(WRITTEN PROBLEM)
Return verbatim the run of lines that opens with the line holding "Call locate_point to put a point on the arched" and closes with the last line of the records.

(DATA FOR THIS TASK)
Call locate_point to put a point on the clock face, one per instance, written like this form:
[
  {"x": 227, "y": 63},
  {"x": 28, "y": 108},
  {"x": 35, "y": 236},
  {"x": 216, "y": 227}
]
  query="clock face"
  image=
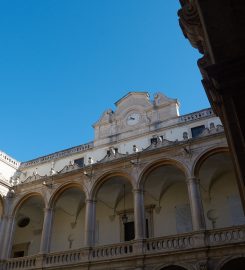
[{"x": 133, "y": 119}]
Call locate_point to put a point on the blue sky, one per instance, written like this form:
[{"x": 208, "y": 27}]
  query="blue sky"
[{"x": 62, "y": 63}]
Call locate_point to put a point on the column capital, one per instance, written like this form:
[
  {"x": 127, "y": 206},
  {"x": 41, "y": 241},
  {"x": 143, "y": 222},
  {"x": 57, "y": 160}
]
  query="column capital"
[
  {"x": 90, "y": 200},
  {"x": 138, "y": 190},
  {"x": 192, "y": 179},
  {"x": 6, "y": 216}
]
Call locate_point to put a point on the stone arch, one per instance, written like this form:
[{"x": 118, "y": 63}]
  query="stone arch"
[
  {"x": 158, "y": 163},
  {"x": 1, "y": 206},
  {"x": 175, "y": 266},
  {"x": 28, "y": 216},
  {"x": 105, "y": 177},
  {"x": 200, "y": 159},
  {"x": 24, "y": 198},
  {"x": 161, "y": 181},
  {"x": 68, "y": 216},
  {"x": 55, "y": 196},
  {"x": 218, "y": 186},
  {"x": 113, "y": 198},
  {"x": 237, "y": 263}
]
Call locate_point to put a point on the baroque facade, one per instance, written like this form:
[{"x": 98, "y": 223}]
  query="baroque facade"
[{"x": 154, "y": 191}]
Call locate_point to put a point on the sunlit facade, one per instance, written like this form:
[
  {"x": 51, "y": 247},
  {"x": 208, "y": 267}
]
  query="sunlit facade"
[{"x": 154, "y": 191}]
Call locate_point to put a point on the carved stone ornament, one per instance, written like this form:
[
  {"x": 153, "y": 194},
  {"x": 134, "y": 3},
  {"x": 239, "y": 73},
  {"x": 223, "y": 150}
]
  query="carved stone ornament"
[
  {"x": 34, "y": 177},
  {"x": 160, "y": 143},
  {"x": 69, "y": 168},
  {"x": 112, "y": 154}
]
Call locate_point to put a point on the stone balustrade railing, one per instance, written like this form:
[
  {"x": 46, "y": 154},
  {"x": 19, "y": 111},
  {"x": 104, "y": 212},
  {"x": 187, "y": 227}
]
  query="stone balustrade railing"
[
  {"x": 196, "y": 115},
  {"x": 30, "y": 262},
  {"x": 227, "y": 235},
  {"x": 110, "y": 251},
  {"x": 164, "y": 245}
]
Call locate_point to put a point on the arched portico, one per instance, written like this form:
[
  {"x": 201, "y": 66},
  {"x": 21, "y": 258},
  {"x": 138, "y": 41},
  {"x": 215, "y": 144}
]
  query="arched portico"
[
  {"x": 67, "y": 215},
  {"x": 235, "y": 263},
  {"x": 1, "y": 208},
  {"x": 165, "y": 188},
  {"x": 173, "y": 267},
  {"x": 113, "y": 219},
  {"x": 221, "y": 201},
  {"x": 27, "y": 225}
]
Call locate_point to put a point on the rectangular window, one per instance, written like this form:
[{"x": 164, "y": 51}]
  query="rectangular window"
[
  {"x": 79, "y": 162},
  {"x": 196, "y": 131},
  {"x": 129, "y": 231},
  {"x": 19, "y": 254},
  {"x": 183, "y": 218}
]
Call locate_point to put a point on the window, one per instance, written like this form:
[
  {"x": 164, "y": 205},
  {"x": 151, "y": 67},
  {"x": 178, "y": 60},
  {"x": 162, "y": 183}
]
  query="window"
[
  {"x": 129, "y": 231},
  {"x": 79, "y": 162},
  {"x": 156, "y": 139},
  {"x": 196, "y": 131}
]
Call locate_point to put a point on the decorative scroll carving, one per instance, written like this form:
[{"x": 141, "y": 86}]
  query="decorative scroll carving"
[
  {"x": 160, "y": 143},
  {"x": 34, "y": 177},
  {"x": 112, "y": 154},
  {"x": 69, "y": 168},
  {"x": 213, "y": 130}
]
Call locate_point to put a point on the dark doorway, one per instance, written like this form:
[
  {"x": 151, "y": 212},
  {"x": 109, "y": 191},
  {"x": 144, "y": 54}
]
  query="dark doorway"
[
  {"x": 236, "y": 264},
  {"x": 128, "y": 231},
  {"x": 173, "y": 267}
]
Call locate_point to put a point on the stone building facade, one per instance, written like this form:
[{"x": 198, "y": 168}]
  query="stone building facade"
[{"x": 154, "y": 191}]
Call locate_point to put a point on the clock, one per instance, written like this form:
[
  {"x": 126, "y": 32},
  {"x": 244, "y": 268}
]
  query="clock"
[{"x": 133, "y": 119}]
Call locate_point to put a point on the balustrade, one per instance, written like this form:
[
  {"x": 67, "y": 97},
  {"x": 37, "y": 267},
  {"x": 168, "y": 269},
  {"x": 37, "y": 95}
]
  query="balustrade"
[{"x": 164, "y": 245}]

(IN RESPONSE)
Call locate_point to put a point on the arched portico, one per instance, written like this form:
[
  {"x": 201, "y": 66},
  {"x": 21, "y": 258},
  {"x": 138, "y": 41},
  {"x": 215, "y": 144}
]
  query="arched portico"
[
  {"x": 67, "y": 215},
  {"x": 235, "y": 263},
  {"x": 1, "y": 208},
  {"x": 165, "y": 188},
  {"x": 173, "y": 267},
  {"x": 113, "y": 219},
  {"x": 221, "y": 201},
  {"x": 27, "y": 225}
]
Call locate_point to put a point on the rectangular window, one per instance, written like this form:
[{"x": 164, "y": 51}]
  query="rectangular window"
[
  {"x": 79, "y": 162},
  {"x": 196, "y": 131},
  {"x": 129, "y": 231},
  {"x": 19, "y": 254},
  {"x": 183, "y": 218}
]
Call locate_point to put a point on the window, one per instance, written like this form:
[
  {"x": 164, "y": 205},
  {"x": 151, "y": 67},
  {"x": 178, "y": 60},
  {"x": 162, "y": 183}
]
  query="window"
[
  {"x": 129, "y": 231},
  {"x": 79, "y": 162},
  {"x": 156, "y": 139},
  {"x": 196, "y": 131}
]
Call locate_point to put a point on the decorative scroll carving, one per instance, written like this form:
[{"x": 141, "y": 86}]
  query="decorative scroll carving"
[
  {"x": 160, "y": 143},
  {"x": 34, "y": 177},
  {"x": 112, "y": 154},
  {"x": 69, "y": 168},
  {"x": 213, "y": 130}
]
Call locate_point to put a point on the dark doorway, one per instance, written like this form:
[
  {"x": 151, "y": 212},
  {"x": 109, "y": 191},
  {"x": 144, "y": 54}
]
  query="dark doorway"
[
  {"x": 236, "y": 264},
  {"x": 128, "y": 231},
  {"x": 173, "y": 267}
]
Call locate_point to put a point on the stone building facade, one per instance, written like this form:
[{"x": 198, "y": 168}]
  query="stone building facade"
[{"x": 154, "y": 191}]
Call locate_point to put a point on the clock, one per instance, written like this form:
[
  {"x": 126, "y": 32},
  {"x": 244, "y": 268}
]
  query="clock"
[{"x": 133, "y": 119}]
Call locate_point to put a point on the balustrade, one per instance, written like this form:
[
  {"x": 67, "y": 97},
  {"x": 37, "y": 267},
  {"x": 168, "y": 269},
  {"x": 37, "y": 95}
]
  query="balustrade"
[{"x": 164, "y": 245}]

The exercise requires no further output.